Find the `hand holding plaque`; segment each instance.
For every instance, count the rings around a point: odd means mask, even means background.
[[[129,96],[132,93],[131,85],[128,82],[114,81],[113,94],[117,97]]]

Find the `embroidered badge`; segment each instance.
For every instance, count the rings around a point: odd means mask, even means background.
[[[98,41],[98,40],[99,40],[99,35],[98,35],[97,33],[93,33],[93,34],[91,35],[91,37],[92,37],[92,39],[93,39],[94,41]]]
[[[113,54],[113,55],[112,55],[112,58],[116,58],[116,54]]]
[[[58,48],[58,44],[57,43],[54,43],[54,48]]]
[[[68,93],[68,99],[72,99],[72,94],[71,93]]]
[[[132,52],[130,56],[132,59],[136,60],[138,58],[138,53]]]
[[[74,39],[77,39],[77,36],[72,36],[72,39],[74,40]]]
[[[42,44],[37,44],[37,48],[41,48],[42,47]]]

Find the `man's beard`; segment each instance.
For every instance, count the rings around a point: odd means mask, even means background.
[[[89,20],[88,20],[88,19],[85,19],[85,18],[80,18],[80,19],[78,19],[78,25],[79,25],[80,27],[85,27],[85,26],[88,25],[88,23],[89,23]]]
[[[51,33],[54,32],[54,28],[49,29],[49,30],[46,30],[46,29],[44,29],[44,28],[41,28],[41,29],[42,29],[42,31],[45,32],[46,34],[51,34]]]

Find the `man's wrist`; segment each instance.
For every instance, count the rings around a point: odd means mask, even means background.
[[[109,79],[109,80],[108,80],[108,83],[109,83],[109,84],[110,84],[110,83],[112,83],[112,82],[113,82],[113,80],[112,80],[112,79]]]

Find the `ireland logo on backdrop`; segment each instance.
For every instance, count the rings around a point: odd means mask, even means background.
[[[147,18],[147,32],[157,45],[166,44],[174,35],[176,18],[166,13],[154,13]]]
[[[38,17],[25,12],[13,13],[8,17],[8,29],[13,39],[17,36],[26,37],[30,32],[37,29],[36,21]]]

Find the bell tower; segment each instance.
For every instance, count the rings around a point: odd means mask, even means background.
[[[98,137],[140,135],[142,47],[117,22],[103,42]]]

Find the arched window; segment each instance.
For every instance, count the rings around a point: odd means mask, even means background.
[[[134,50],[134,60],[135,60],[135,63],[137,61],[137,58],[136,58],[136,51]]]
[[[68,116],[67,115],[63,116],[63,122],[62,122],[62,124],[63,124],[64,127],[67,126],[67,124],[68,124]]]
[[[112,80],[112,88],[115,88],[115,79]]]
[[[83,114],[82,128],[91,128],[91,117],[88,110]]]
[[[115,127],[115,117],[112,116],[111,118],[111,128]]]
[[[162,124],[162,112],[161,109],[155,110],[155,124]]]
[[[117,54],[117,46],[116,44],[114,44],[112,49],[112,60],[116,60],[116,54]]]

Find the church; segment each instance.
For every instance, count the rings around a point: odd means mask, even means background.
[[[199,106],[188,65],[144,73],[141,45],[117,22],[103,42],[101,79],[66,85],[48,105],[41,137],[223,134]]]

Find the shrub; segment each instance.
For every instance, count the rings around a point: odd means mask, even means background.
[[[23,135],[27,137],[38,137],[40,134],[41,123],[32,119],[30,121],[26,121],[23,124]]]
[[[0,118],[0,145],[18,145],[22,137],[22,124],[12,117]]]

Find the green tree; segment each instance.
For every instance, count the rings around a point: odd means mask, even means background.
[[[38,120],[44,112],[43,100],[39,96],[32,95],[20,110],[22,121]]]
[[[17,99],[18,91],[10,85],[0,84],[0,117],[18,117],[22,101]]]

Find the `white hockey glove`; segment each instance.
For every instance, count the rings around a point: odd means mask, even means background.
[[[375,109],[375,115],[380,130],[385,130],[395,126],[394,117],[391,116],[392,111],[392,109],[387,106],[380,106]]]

=======

§ CHALLENGE
Give everything from the line containing "Find the bell tower; segment each instance." down to the line containing "[[[98,137],[140,135],[142,47],[117,22],[103,42]]]", both included, as a Markdown table with the columns Row and Line text. Leave out blank lines.

§ EXERCISE RESULT
| Row | Line text |
|---|---|
| 1 | Find the bell tower; segment each instance. |
| 2 | For every instance, count the rings around a point: odd means mask, even means background. |
| 3 | [[[98,137],[140,135],[142,47],[117,22],[103,42]]] |